> **THE PROBLEM**
Output only the entries, exactly as given, without the pictures.

───── DATA RECORDS ─────

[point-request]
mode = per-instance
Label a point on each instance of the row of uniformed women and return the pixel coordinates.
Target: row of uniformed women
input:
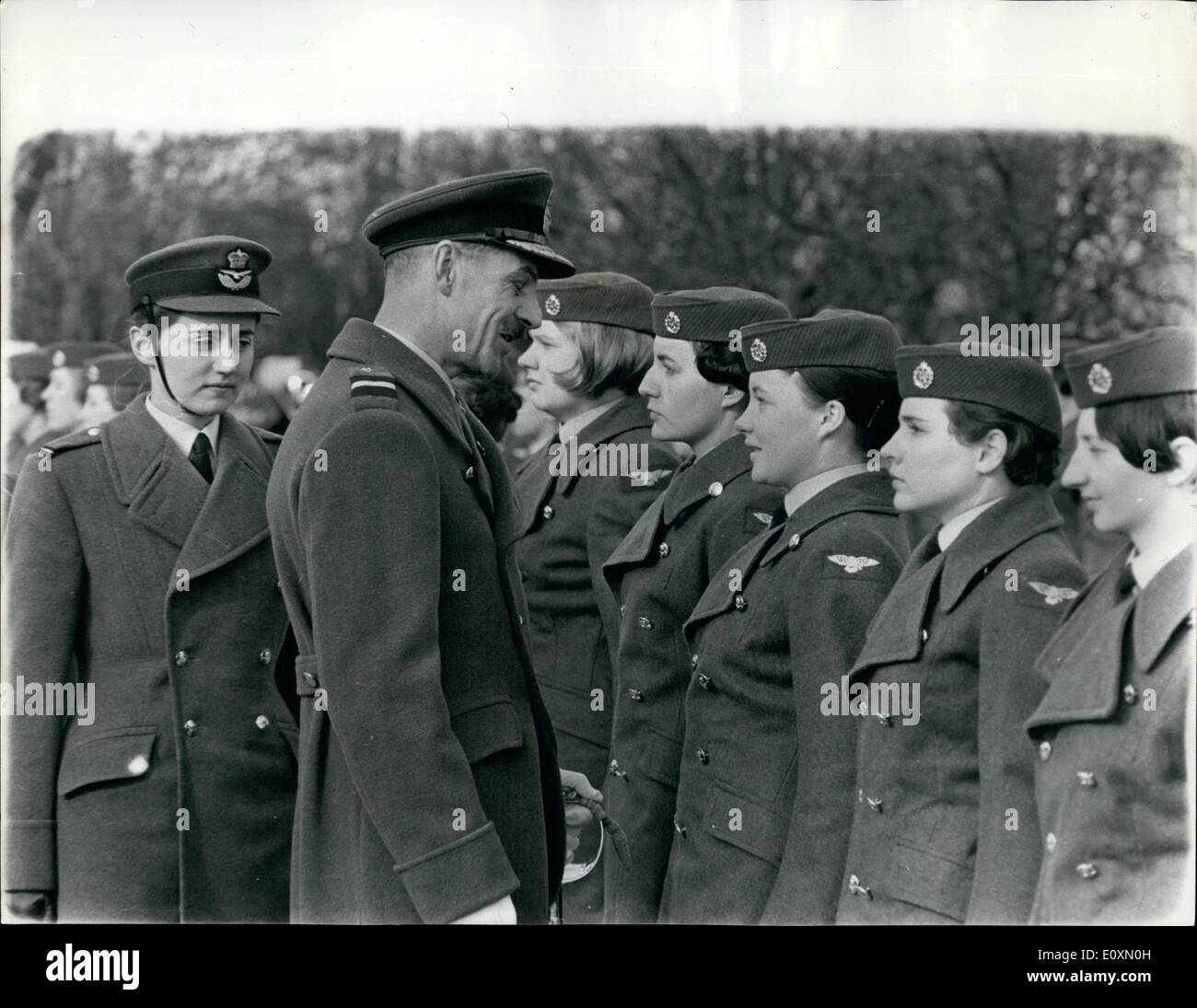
(795, 721)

─────

> **TASK RESPONSE**
[point-request]
mode = per-instance
Label a point on each instance of the row of uniformed women and return the pixel coordinates.
Target: row of uniformed women
input:
(795, 721)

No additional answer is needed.